▸ **WRITTEN PROBLEM**
Collect every line in the entries below that contains the string "steel", and copy each one unchanged.

▸ **DATASET ENTRIES**
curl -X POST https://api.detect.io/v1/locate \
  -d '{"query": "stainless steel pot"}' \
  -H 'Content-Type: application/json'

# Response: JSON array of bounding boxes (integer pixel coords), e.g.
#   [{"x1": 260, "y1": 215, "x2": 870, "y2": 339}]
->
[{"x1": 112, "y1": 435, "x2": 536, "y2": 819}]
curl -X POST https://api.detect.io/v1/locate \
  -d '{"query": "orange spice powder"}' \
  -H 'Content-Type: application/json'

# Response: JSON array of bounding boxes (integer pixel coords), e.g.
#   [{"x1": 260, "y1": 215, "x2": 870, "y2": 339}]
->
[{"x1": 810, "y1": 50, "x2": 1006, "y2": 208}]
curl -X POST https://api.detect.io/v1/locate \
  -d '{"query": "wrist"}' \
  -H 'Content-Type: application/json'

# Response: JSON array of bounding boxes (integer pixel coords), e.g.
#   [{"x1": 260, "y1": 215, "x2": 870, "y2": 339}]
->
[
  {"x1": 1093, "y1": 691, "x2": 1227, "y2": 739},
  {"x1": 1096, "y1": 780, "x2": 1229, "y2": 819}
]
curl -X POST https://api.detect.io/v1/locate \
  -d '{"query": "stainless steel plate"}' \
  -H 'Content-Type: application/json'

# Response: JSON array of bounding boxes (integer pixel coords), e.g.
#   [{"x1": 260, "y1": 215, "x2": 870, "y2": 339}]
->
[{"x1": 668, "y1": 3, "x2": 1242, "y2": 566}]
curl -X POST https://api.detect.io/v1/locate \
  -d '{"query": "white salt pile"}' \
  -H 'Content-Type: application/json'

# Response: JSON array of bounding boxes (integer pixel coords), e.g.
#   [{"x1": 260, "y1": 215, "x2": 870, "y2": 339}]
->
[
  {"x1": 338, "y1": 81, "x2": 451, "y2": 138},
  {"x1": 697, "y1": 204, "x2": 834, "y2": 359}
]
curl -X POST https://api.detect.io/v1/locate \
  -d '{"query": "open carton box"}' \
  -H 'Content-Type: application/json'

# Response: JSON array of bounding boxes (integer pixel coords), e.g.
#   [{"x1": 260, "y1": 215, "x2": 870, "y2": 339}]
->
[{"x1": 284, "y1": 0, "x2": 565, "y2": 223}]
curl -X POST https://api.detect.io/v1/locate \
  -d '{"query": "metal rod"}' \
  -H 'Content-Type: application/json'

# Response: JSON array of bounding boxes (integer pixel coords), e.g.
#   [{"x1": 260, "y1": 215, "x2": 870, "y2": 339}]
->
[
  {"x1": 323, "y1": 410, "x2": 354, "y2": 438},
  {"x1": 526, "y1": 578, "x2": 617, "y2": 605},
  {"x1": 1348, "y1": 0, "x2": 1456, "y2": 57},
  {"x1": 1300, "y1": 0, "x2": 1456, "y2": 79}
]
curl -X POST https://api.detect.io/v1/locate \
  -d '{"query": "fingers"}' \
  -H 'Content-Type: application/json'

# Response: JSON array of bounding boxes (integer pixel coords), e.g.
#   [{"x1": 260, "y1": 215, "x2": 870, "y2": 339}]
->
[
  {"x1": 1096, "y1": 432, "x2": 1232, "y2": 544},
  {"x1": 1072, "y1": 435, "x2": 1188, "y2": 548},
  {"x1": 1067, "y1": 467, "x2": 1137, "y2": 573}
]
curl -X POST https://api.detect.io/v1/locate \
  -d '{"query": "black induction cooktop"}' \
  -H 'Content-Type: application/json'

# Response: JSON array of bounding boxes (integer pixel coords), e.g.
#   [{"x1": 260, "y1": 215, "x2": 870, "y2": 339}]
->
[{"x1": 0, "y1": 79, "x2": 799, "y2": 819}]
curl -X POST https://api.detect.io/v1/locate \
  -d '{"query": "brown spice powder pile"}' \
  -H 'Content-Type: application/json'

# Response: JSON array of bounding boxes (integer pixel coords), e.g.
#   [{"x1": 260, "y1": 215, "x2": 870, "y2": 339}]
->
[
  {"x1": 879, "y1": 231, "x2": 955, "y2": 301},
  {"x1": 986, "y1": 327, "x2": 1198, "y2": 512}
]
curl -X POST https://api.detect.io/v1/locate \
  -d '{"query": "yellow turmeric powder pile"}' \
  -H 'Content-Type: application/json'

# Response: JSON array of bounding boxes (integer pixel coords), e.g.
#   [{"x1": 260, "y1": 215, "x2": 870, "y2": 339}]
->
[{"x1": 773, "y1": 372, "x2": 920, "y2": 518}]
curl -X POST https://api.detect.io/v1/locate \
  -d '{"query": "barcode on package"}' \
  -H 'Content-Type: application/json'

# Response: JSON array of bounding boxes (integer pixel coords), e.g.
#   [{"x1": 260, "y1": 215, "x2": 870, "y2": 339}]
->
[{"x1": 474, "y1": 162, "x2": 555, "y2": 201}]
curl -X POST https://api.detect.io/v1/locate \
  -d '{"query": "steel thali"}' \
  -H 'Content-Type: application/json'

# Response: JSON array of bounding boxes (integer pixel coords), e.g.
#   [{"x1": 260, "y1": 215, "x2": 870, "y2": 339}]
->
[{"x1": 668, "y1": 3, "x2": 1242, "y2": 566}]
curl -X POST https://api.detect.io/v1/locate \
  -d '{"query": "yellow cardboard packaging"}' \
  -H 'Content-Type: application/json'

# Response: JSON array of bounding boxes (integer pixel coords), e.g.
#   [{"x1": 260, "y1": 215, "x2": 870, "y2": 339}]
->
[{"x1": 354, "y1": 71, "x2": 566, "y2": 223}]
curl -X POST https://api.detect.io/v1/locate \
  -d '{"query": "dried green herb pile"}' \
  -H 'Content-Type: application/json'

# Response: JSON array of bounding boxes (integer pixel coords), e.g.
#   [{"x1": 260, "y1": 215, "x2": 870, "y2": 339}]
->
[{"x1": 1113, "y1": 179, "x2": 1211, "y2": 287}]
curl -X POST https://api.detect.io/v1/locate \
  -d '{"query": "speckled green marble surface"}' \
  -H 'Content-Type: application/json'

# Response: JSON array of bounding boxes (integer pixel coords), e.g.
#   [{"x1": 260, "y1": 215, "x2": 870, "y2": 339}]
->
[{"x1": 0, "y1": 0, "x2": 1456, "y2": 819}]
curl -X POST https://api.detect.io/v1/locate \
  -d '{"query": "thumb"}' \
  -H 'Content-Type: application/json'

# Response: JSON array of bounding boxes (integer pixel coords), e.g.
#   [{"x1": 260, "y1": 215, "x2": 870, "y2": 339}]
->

▸ **TASK ANSWER**
  -d '{"query": "stainless steel pot"}' \
  -d '{"query": "stainless steel plate"}' \
  -d '{"query": "steel thali"}' \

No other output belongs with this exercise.